_Directions for this task_.
Count the rows below that contain the string "mountain", and reply with that number alone.

_Extracted material_.
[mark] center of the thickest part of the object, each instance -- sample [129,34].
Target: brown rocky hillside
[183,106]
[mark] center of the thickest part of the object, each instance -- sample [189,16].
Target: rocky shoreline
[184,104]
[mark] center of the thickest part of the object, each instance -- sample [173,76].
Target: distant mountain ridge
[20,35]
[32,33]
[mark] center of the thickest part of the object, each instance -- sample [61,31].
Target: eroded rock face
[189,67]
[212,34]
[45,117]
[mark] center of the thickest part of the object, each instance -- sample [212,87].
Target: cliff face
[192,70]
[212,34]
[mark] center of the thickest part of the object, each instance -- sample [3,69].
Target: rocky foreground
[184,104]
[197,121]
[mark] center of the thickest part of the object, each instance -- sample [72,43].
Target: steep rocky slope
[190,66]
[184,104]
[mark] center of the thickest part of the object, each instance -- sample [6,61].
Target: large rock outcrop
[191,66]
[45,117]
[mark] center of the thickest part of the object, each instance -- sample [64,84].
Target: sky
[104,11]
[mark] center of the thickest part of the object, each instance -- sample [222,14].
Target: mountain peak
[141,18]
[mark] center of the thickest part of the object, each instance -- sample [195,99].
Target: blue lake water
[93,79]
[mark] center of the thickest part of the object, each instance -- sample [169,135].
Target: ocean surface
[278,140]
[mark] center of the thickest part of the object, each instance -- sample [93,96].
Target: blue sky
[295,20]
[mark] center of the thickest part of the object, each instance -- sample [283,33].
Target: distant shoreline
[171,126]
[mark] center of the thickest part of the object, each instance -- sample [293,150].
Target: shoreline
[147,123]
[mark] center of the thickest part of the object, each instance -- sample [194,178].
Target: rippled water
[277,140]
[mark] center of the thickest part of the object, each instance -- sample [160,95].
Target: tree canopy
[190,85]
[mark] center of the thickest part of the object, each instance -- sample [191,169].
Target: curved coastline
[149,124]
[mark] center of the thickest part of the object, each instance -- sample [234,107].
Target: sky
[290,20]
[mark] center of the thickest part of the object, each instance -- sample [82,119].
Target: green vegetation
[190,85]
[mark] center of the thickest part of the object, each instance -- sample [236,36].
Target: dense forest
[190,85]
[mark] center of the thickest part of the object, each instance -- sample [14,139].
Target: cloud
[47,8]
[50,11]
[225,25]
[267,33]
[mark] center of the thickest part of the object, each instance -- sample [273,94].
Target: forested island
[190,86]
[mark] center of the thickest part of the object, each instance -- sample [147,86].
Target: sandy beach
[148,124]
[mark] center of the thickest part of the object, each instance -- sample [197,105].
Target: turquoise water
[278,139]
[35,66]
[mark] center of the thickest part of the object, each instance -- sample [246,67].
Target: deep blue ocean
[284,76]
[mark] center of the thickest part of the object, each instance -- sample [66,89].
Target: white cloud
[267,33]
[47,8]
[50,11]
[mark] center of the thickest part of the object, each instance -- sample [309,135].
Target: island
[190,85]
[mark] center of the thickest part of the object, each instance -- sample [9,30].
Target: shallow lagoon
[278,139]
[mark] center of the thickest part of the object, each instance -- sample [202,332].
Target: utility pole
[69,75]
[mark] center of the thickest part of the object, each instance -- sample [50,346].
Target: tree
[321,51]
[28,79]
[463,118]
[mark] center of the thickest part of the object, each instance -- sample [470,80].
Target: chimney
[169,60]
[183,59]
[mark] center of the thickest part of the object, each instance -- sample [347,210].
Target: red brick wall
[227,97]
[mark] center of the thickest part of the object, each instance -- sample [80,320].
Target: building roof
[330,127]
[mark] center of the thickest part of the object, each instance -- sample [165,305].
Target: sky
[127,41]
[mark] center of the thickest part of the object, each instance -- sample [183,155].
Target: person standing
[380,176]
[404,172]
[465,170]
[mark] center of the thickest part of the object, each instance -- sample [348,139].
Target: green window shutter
==
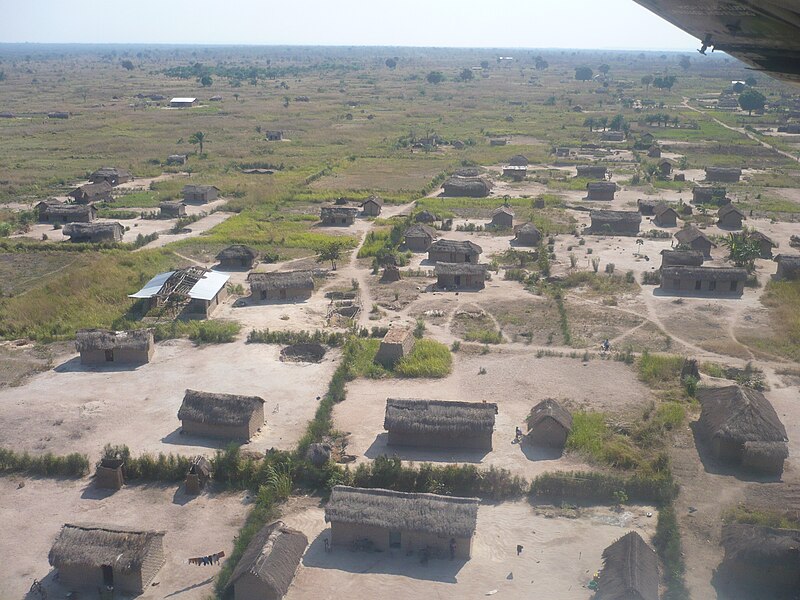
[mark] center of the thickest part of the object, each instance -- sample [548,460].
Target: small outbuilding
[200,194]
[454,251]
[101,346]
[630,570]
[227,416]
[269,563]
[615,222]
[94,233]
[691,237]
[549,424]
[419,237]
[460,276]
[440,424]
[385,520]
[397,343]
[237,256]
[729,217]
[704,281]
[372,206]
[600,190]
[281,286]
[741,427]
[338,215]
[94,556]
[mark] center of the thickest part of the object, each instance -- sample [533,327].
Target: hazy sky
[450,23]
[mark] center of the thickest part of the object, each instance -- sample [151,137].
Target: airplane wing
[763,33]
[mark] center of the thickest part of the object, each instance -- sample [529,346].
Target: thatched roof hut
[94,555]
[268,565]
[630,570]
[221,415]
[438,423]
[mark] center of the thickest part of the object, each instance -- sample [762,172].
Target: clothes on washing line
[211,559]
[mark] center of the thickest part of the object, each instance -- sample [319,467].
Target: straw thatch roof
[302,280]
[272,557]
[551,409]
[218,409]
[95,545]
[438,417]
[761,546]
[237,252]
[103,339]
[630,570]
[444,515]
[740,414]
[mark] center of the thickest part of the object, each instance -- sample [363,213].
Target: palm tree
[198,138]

_Task output_.
2